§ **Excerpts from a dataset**
---*---
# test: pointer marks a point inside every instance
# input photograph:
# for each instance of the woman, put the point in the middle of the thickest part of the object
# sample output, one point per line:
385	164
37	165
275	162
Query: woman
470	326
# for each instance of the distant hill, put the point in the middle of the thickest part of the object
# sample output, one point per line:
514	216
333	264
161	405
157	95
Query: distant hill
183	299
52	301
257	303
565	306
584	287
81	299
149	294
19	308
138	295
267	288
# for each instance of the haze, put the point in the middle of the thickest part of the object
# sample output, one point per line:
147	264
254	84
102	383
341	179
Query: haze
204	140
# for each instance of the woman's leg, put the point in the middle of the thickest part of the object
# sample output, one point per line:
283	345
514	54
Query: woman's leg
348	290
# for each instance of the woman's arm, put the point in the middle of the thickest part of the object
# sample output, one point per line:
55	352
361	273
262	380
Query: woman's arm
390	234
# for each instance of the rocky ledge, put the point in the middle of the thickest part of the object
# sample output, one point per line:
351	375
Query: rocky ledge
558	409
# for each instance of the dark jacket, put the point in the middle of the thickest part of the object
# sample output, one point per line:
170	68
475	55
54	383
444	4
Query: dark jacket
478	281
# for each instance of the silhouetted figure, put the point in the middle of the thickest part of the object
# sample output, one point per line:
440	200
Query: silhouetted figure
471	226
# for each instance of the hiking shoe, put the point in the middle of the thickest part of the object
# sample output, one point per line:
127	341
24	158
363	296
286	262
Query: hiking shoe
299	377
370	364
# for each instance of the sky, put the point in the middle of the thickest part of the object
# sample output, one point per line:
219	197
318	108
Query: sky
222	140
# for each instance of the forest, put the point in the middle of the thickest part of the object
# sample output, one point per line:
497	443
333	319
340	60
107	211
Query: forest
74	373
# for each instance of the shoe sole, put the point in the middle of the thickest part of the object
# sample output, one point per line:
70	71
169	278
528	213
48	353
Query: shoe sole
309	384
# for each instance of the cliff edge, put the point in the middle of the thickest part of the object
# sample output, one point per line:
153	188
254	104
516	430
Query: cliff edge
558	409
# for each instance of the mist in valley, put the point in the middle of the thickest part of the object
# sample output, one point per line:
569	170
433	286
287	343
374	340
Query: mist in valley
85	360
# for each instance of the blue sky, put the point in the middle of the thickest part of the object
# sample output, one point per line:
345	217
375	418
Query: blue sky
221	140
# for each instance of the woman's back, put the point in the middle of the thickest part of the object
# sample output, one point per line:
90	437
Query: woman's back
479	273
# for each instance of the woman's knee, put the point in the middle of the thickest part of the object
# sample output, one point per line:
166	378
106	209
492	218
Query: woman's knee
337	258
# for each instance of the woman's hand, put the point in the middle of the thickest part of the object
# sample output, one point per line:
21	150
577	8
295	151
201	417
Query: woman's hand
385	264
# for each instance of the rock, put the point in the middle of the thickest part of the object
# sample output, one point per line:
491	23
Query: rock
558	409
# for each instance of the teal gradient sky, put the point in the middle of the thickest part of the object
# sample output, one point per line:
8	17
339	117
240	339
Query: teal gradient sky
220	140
---*---
Using the exact wording, write out all of the records.

§ **Result for this task**
# test: pointer marks a point inside every instance
# input photograph:
# for each instance of the woman, put the point in the middle of the thickest part of the object
# sample output, one point per line:
385	164
37	165
275	162
Query: woman
470	326
# for each instance of the distant hill, put the point in the middle of the thickest part of the object
# sample output, one point per line:
514	216
333	264
161	405
157	95
Query: distant hill
183	299
52	301
257	303
565	306
584	287
81	299
149	294
19	308
138	295
267	288
# for each instance of the haze, put the point in the middle of the thickest part of the object
# sample output, one point per line:
147	264
254	84
102	383
341	179
Query: haze
204	140
# for each instance of the woman's leg, put the point in the middle of the thickest part of the object
# sample output, one point per line:
283	345
514	54
Query: woman's leg
348	290
# for each instance of the woman's arm, put the point in the middle of the thickest part of the object
# sample output, one point per line:
55	352
361	273
262	380
Query: woman's arm
390	234
# for each instance of the rocky ledge, put the point in the middle of the thickest part of the object
# sample output, one point per line:
351	375
Query: rocky ledge
558	409
# for each instance of the dark jacket, put the point in the middle of the thickest part of the object
# sample output, one point per line:
170	68
475	55
54	383
444	4
Query: dark jacket
478	281
# for each instance of the silhouetted figure, put the point in the middle of the thickest part of the object
# sample output, one point per line:
440	200
Query: silhouetted figure
471	226
# for each instance of the hiking shoe, put the point in the middle of the thickest part of the object
# sample output, one point per line:
127	341
24	158
363	296
286	262
Query: hiking shoe
299	377
370	364
# for each instance of the sky, put the point in the middle of the thickest part of the object
# sample output, one point per line:
219	197
318	108
Query: sky
222	140
# for each instance of the forest, put the point in the middle of the thickest part of the object
# sample output, one point per line:
497	443
333	319
340	60
107	211
Query: forest
74	373
# for each instance of the shoe sole, put the point in the middle of the thickest part of the object
# sample output, one point per line:
70	71
169	278
528	213
48	353
Query: shoe sole
309	384
# for each instance of the cliff edge, put the point in the middle of the thickest part of the object
# sample output, one point per line:
153	188
254	104
516	430
Query: cliff edge
558	409
# for each instance of the mist in valley, put the point in the middle of the thickest part of the object
# sample output, one point per line:
569	170
433	286
287	343
374	340
Query: mist in valley
85	360
# for each instance of the blue sky, put the point in the middle of the thickest part of the object
# sample output, one point per line:
345	217
375	418
Query: blue sky
221	140
# for each instance of the woman's back, put the point in the middle of the thickest part of the object
# sample output, one point per line:
90	437
Query: woman's back
479	273
# for each instance of the woman's knee, put the point in the middle of the thickest part of the object
# sample output, one point per line:
166	378
106	209
492	218
Query: woman's knee
337	258
# for each instance of the woman's hand, put the point in the middle of the thickest part of the object
# sample output, one point per line:
21	150
577	8
295	151
201	417
Query: woman's hand
385	264
# for each instance of the rock, put the point in the middle of the thickest part of the object
# sample output, one point per line:
491	23
Query: rock
558	409
# for each instance of the teal gradient sky, put the point in the middle of the thickest part of the object
# sample output, one point per line:
8	17
339	117
240	339
Query: teal gradient sky
220	140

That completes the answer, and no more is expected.